Pick out each line in the items below that contains the word "cactus", treating uppercase and lowercase as different, and copy those lines.
[Material to process start]
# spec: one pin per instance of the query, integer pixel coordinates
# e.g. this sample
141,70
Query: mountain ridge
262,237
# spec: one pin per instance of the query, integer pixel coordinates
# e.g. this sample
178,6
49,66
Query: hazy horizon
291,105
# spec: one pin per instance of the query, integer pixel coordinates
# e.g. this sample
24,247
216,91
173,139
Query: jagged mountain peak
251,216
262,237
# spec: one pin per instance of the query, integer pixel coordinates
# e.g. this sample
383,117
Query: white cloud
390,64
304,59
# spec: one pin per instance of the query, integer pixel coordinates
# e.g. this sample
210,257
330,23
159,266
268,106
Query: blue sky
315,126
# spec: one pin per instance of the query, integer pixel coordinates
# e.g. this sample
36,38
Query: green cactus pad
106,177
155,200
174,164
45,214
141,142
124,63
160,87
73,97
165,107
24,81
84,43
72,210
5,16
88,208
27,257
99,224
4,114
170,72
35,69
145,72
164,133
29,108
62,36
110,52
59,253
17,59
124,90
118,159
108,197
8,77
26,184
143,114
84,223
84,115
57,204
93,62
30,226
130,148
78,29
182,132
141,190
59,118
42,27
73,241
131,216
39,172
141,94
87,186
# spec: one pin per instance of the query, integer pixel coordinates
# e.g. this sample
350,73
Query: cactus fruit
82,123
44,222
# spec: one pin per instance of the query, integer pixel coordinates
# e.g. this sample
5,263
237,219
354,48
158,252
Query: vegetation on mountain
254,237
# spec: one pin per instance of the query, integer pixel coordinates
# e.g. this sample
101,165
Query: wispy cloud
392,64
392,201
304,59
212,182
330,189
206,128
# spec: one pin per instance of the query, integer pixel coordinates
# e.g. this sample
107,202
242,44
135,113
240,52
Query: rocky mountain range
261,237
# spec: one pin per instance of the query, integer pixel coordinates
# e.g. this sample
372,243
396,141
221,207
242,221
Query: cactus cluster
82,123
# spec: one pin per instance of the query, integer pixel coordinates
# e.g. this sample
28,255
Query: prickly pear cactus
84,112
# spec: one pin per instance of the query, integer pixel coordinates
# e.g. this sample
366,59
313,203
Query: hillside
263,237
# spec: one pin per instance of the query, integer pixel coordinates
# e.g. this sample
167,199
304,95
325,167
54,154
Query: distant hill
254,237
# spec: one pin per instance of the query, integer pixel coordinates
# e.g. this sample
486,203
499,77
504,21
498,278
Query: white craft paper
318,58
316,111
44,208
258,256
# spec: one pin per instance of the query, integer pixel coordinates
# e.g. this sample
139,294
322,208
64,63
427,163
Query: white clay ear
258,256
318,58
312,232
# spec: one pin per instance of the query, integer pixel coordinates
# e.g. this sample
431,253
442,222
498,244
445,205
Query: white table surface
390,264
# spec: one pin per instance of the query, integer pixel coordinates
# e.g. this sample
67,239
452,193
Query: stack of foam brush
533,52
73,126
[Material to process end]
§ **Expected answer**
Query: green cactus pad
Query: cactus fruit
Query: cactus cluster
Query: prickly pear cactus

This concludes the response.